Required tasks –
A. According to the dream journal entry, in what country does the opening fantasy survival dream take place?
B. Extend the dream journal entry onward from its last sentence, keeping the same first-person voice.

DREAM #1

08/28/2022 — Sunday

Elder Santos Missionary Journal

Tonight’s dream was indeed a treat. And very fitting with Sunday as well, at least it ended that way, it started as a fantasy survival series where I was in India having to infiltrate enemies headquarters for secret documents that would ensure our survival in an apocalyptic world. Really, I don’t even know what has influenced me for that to come about. But for my mental, emotional, spiritual benefit and redemption, the dream I want to talk about is a much sweeter and important one.

While going to church, or after Sunday meetings, I found myself outside the doors of our church’s chapel.  A young mother approached and suddenly called out to me, seemingly a single mother of a youth nearing his 12th birthday, soon to receive the Aaronic Priesthood and become a deacon. She was worried, she explained, about her child, his growth, emotional and above all, spiritual, that would come with this big milestone in his life. She asked me if I could give her child a blessing, of comfort and council, preparatory to the life lessons that would raise her child and guide his spiritual and emotional development.
The child, though, seemed unfazed, unemotional, so I understood and felt that mother’s worries and felt them as my own, as well as the weight of that responsibility. As she finished explaining, another mother walks out through the doors, with her child, barely or recently reaching baptism age of 8-year-old, bearing in his hands an open Book of Mormon. He starts talking to his mother, and with Scripture in hands, he starts explaining why he believed the church was true, referencing to several scriptures, that during my dream, the words felt so clear and obvious to my understanding that after listening to several of the verses, chapters and books the child talked about, I felt a strong, souls stirring confirmation that what that child said was true. I knelt down, nearly in tears, begging him to NEVER stop being who he is, NEVER forgetting his testimony, never giving up on the true everlasting gospel.

Entries supplied –
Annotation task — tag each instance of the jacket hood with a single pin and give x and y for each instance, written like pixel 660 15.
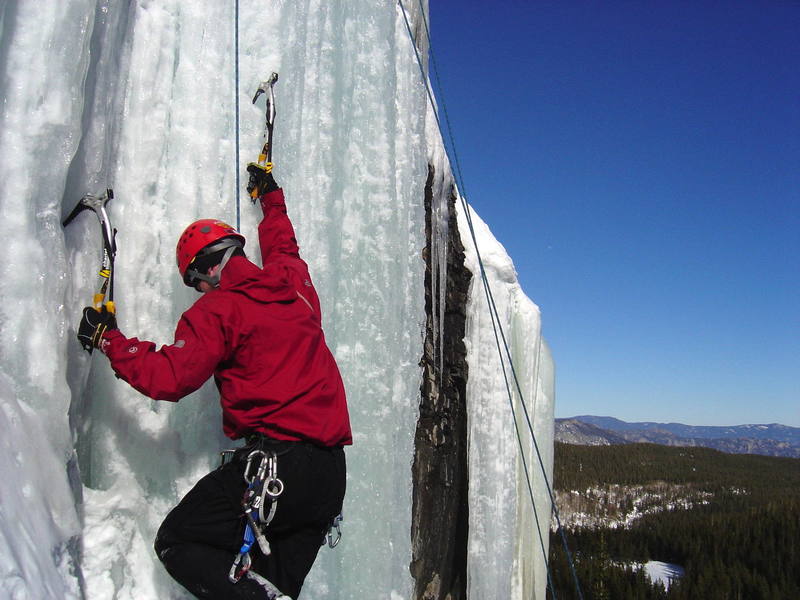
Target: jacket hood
pixel 271 284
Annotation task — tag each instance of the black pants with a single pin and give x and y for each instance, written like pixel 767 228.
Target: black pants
pixel 201 536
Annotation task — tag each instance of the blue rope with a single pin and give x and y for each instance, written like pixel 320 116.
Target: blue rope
pixel 236 103
pixel 493 307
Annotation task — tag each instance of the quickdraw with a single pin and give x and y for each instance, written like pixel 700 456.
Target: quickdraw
pixel 263 489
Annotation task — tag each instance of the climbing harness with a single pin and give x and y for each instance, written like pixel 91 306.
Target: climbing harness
pixel 264 162
pixel 259 503
pixel 496 324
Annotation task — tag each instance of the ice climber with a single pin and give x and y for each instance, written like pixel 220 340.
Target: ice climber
pixel 258 332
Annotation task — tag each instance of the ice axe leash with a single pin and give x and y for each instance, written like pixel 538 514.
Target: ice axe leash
pixel 264 162
pixel 97 204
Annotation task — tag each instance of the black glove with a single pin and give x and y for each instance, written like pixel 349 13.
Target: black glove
pixel 261 180
pixel 93 325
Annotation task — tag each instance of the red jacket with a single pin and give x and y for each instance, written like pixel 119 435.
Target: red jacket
pixel 260 334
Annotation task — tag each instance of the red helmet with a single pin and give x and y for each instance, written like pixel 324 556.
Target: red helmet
pixel 197 236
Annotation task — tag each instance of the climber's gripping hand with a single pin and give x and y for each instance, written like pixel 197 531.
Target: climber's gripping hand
pixel 261 180
pixel 93 325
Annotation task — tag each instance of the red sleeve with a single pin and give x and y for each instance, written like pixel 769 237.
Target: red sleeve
pixel 173 371
pixel 275 232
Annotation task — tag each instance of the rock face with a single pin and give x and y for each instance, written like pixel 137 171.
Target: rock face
pixel 440 473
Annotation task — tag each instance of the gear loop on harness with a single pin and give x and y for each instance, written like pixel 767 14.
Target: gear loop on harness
pixel 263 489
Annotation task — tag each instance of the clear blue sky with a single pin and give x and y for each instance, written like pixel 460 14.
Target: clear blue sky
pixel 640 161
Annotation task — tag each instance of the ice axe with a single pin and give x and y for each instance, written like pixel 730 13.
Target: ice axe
pixel 265 157
pixel 97 204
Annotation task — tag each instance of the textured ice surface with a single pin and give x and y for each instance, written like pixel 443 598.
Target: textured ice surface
pixel 140 96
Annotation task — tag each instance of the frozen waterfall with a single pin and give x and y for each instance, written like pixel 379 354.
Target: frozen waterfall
pixel 139 95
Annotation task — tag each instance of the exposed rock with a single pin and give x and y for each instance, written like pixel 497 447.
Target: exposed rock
pixel 440 472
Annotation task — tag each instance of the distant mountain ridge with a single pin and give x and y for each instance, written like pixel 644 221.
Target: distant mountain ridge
pixel 771 439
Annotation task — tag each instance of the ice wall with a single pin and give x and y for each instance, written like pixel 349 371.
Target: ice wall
pixel 140 96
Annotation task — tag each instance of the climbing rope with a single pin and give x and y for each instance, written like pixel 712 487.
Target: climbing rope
pixel 496 324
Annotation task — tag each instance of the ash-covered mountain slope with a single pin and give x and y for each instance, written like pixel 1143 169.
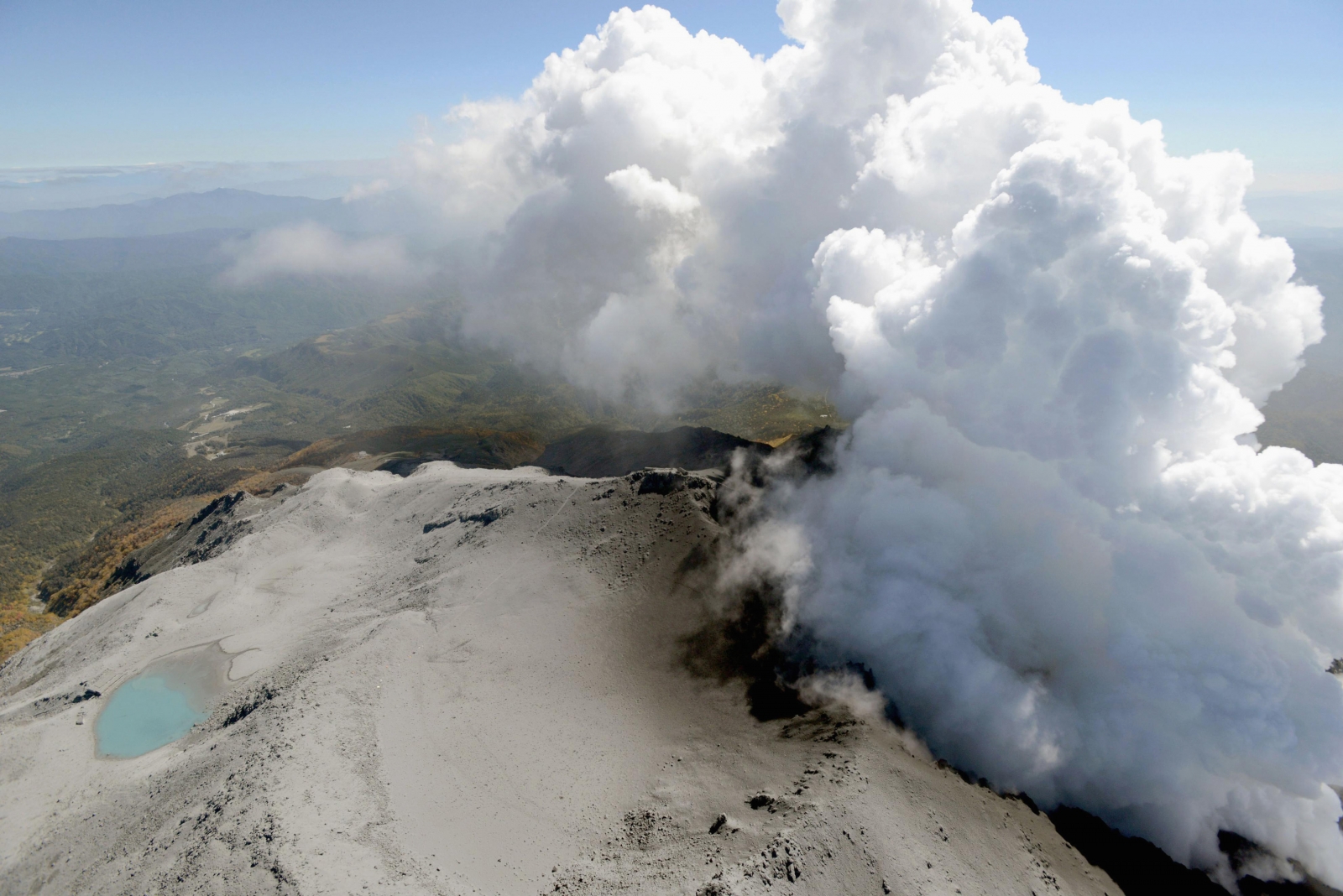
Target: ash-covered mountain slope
pixel 477 681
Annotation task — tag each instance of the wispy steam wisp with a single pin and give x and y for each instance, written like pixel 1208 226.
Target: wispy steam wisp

Answers given –
A. India.

B.
The Blessing

Then, at that moment, I knew clearly and distinctively what sort of blessing of comfort and council I needed to give to the other child. As the mother, the adjacent family and many other members came to be present for that moment, me and several others surrounded the kid and were preparing to give him a blessing. But at that moment, the bishop or branch president kept correcting my posture, hand positioning over his head. As I followed the instructions or corrections, and was ready to give the blessing, I felt increasingly distracted and annoyed by the noise of comments, conversations, gossip, and talking behind me. It just bothered me to such an extent that I glared at them; and chastened them, that moment, for that young man in my dream, was important, who was preparing to embark on a journey of responsibility, accountability for his actions, pressure to be a bearer of the priesthood, through good works and bad decisions he would experience and grow exponentially to find his position in the plan of god for himself.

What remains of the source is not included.